Aim of the task: State how many lines in the following entries hold the word "Clinical". The reply is that number only.
= = = = = = =
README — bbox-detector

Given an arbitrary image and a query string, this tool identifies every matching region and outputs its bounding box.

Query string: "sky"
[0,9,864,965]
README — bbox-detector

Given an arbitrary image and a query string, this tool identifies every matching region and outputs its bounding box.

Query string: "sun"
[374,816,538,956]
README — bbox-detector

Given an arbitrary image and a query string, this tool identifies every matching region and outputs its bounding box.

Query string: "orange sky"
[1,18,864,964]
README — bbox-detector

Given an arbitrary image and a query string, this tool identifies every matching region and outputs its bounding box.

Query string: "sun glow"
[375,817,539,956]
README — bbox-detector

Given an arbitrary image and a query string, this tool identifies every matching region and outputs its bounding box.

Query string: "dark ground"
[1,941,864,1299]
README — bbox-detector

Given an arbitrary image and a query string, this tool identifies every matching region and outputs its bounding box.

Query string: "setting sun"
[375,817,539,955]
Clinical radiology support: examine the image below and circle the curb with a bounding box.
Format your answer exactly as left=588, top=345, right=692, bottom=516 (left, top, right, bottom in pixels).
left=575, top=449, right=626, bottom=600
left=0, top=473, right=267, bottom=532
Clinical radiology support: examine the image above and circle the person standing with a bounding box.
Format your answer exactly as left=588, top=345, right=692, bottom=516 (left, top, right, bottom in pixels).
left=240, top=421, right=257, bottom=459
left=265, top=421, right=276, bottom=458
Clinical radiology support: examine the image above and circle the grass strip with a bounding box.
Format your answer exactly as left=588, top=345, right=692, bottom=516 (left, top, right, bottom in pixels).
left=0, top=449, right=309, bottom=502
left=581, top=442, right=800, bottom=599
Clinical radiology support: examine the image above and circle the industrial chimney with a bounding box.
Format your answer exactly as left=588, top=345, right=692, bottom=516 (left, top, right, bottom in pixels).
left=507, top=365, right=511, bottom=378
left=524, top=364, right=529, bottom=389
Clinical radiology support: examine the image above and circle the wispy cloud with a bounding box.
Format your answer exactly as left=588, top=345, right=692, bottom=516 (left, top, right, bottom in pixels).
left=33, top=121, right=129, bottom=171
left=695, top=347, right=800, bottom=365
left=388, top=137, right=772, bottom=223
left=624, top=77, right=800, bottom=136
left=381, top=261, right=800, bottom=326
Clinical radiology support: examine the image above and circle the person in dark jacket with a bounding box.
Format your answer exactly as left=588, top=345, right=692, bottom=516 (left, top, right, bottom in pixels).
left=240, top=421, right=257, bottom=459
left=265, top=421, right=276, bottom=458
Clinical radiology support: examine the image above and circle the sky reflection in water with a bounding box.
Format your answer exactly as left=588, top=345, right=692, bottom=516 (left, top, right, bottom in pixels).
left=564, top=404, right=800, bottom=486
= = = = = = =
Exercise result: 7